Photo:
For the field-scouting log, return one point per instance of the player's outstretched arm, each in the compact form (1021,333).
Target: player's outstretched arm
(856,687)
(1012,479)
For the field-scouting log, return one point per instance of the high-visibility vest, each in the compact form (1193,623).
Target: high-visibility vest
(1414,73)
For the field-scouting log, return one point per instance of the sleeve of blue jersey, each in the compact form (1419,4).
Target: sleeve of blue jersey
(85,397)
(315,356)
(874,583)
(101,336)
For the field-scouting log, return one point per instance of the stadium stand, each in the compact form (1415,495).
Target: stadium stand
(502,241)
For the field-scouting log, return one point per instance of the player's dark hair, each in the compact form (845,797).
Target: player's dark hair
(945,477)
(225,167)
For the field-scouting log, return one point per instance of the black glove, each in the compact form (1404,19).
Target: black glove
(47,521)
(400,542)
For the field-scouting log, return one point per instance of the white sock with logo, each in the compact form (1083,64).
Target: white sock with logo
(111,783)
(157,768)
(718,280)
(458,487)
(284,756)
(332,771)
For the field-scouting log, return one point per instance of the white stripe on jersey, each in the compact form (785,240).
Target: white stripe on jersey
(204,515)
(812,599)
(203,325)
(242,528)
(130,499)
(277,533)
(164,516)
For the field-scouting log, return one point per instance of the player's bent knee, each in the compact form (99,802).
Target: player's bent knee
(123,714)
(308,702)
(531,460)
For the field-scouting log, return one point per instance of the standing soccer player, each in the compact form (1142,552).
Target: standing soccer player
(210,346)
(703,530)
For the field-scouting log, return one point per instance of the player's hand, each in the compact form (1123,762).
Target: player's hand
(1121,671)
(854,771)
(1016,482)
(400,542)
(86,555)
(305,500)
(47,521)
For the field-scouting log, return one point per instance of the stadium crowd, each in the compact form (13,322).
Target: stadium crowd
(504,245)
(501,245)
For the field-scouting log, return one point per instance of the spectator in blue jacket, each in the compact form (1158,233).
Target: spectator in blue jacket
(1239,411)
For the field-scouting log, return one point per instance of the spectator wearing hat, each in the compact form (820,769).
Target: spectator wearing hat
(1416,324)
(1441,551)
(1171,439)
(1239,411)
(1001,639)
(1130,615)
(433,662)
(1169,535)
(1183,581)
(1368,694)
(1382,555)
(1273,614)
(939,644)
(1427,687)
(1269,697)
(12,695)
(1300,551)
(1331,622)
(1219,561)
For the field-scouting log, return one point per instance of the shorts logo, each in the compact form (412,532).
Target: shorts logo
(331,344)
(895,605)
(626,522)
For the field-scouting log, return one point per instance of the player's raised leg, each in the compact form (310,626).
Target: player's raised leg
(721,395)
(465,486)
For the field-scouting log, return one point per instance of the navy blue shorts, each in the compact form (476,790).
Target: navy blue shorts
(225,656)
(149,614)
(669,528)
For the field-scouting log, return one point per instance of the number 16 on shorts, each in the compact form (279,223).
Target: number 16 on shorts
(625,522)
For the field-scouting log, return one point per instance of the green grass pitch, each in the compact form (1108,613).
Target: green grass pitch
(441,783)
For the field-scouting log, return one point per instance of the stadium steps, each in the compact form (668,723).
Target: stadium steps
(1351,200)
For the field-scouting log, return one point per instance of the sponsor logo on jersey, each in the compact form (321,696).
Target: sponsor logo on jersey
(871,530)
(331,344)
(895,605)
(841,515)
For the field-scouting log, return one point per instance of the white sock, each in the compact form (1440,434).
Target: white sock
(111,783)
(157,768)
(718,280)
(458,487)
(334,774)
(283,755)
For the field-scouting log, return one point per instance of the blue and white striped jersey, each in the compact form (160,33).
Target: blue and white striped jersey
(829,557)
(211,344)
==========
• **Request**: Pull out each record as written and restate it exactly.

• **Finished exercise**:
Photo:
For the field-scouting log, return one point per instance of the player's outstretched arm, each in the compact form (1021,333).
Target: player's outstretched arm
(856,687)
(1012,479)
For the field-scouting log, return one point per instance of the high-visibility vest, each in the compact form (1193,623).
Target: high-visibility vest
(1414,73)
For the field-scouting log, return one point per instance of the sleeve of blue jersey, each in the compact form (1419,4).
Target: sleeve of blue jersey
(85,397)
(315,356)
(874,583)
(101,336)
For the field-scouting log, return one point per instance of the stadium stand, each in the compact form (1415,495).
Target: stadium stand
(502,241)
For the field-scouting log, return one point per instance of the player's dark hair, each in the compact form (845,797).
Target: player's dark hair
(945,477)
(225,167)
For the field-scouting log, return one point per instance of the black glove, each in the compact form (1404,19).
Target: black glove
(47,521)
(400,542)
For the field-scouting log, return one point per instance of the white sock with logo, each in the compact form (1083,64).
Target: white sock with logo
(111,783)
(157,768)
(718,280)
(458,487)
(284,756)
(332,771)
For the field-scouting log, return one point per instance of the white stripe on jersey, each in the compact form (785,240).
Target: white stripe on jersey
(204,515)
(812,599)
(203,325)
(242,528)
(130,499)
(277,533)
(164,516)
For the field-scouting log, return one point per instance of the player's bent knee, each in the compact form (99,802).
Target: player's bent knee
(123,714)
(308,702)
(531,460)
For the field-scouting log, return one point per instance of the standing soccer player, each in the compact form (1142,552).
Target: standing soccer player
(210,346)
(703,530)
For the field-scouting log, return one point per instance of the player's hand, each in the compact form (1123,762).
Target: player's hand
(1121,671)
(854,771)
(1016,482)
(400,542)
(86,555)
(305,500)
(47,521)
For the field-scouting log, return one point per instance of the stadium crowd, each in the compact form (13,322).
Target: stadium crowd
(504,245)
(501,245)
For the field-scouting log, return one point per instance of the spectator in blue jacket, each in the compact form (1158,233).
Target: spectator in blue jacket
(1239,411)
For the field-scouting log, return one point per instance of the spectator wearing hat, each in the compact form (820,769).
Target: spectator wearing hat
(1416,324)
(1441,551)
(1171,439)
(1239,411)
(1001,639)
(1130,615)
(433,662)
(1169,535)
(1183,581)
(1368,694)
(1382,555)
(1273,614)
(939,644)
(1427,687)
(1269,697)
(12,695)
(1300,551)
(1331,622)
(1219,561)
For the field-scouting log, return one point per instance of the shorts logo, each in the compact form (412,532).
Target: shorts logo
(331,344)
(895,605)
(626,522)
For the field-scouting log, return one point per instance of the player's raised leg, each in the compact form (310,626).
Target: player's raised leg
(721,395)
(465,486)
For the field-scouting log, return one point per instance of the navy blue shorts, each in the compact form (476,790).
Target: navy blue shorts
(225,656)
(149,614)
(669,528)
For the field-scouting log, return one point per instance of the number 16 on shorts, each in the compact form (279,223).
Target: number 16 on shorts
(625,522)
For the field-scouting log, return one point per instance of the green grass pitch, each in the compact form (1108,613).
Target: green grass pitch
(441,783)
For the field-scouting log, return one point per instance of the stadium steps, each in the compact form (668,723).
Target: stadium steps
(1351,200)
For the field-scouting log, return one point per instance of the sponsor logo on jersey, each in the compact form (321,696).
Target: sponsor logo on jersey
(871,530)
(331,344)
(895,605)
(841,515)
For the field-scouting log, return one point per instance of the white sock, each in the compact form (1440,434).
Target: white sock
(111,783)
(157,768)
(718,280)
(458,487)
(334,774)
(283,755)
For the field-scouting log, return one point per instance of the blue and white striped jersey, each in the compact form (160,33).
Target: blue and white striped jersey
(829,557)
(211,344)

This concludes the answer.